• [Consigne]
Recopiez toutes les entrées ci-dessous ligne par ligne, sans rien changer, de la première à la dernière. Ne mettez pas les images dans votre réponse.

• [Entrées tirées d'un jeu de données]
+===+
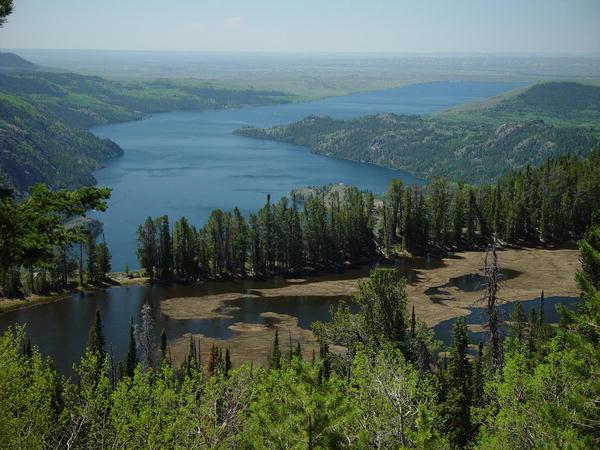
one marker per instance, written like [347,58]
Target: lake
[61,328]
[189,163]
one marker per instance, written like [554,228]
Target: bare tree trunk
[81,264]
[494,320]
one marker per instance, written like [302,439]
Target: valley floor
[532,270]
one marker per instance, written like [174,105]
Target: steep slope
[35,146]
[472,145]
[44,119]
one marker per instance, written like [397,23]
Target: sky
[395,26]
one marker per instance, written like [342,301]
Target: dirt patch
[534,269]
[252,342]
[551,270]
[206,307]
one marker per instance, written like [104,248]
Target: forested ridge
[387,387]
[553,202]
[472,144]
[44,117]
[380,379]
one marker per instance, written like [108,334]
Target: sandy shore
[252,342]
[533,269]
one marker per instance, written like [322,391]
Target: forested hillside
[378,381]
[9,62]
[472,145]
[44,119]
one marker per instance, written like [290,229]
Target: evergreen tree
[96,340]
[456,408]
[275,355]
[92,268]
[227,362]
[131,358]
[147,247]
[165,249]
[103,258]
[163,344]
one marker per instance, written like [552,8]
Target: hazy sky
[419,26]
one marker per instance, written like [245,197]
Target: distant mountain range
[45,116]
[10,62]
[473,143]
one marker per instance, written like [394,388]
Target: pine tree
[147,247]
[92,268]
[96,339]
[165,248]
[413,324]
[144,338]
[456,408]
[131,358]
[212,361]
[103,258]
[228,366]
[163,344]
[519,322]
[541,314]
[275,356]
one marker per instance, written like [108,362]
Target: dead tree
[493,317]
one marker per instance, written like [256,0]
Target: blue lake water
[189,163]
+===+
• [Réponse]
one marker per instance, written like [347,58]
Target: lake
[61,328]
[189,163]
one marker per instance, written like [554,228]
Target: bare tree trunk
[81,264]
[494,320]
one marker per instance, written like [302,439]
Target: valley floor
[532,270]
one marker per instance, written like [174,105]
Target: steep slope
[35,146]
[472,145]
[44,119]
one marker per instance, written like [397,23]
Target: sky
[395,26]
one marker per instance, written like [342,301]
Target: dirt patch
[534,269]
[252,342]
[551,270]
[206,307]
one marker per instance, written like [104,248]
Target: forested ridge
[387,387]
[553,202]
[472,144]
[44,117]
[380,379]
one marker per instance, written like [108,334]
Target: sandy shore
[252,342]
[533,269]
one marker per instance, written like [322,391]
Target: forested hillside
[378,381]
[9,62]
[472,145]
[44,119]
one marker per instance, written like [290,229]
Target: evergreen tree
[96,340]
[456,408]
[275,355]
[92,268]
[227,362]
[131,358]
[147,247]
[165,249]
[103,258]
[163,344]
one marker per instance, written like [552,8]
Target: hazy sky
[419,26]
one marker per instance, written like [245,197]
Target: distant mountain range
[45,116]
[10,62]
[473,143]
one marker per instance, written like [394,388]
Target: pine tree
[147,247]
[92,268]
[96,339]
[165,248]
[413,324]
[144,338]
[456,408]
[131,358]
[212,361]
[103,258]
[228,366]
[163,344]
[519,322]
[541,314]
[275,356]
one marker per instance, written like [108,362]
Target: dead tree
[493,317]
one marker per instance, written like [256,0]
Target: blue lake water
[189,163]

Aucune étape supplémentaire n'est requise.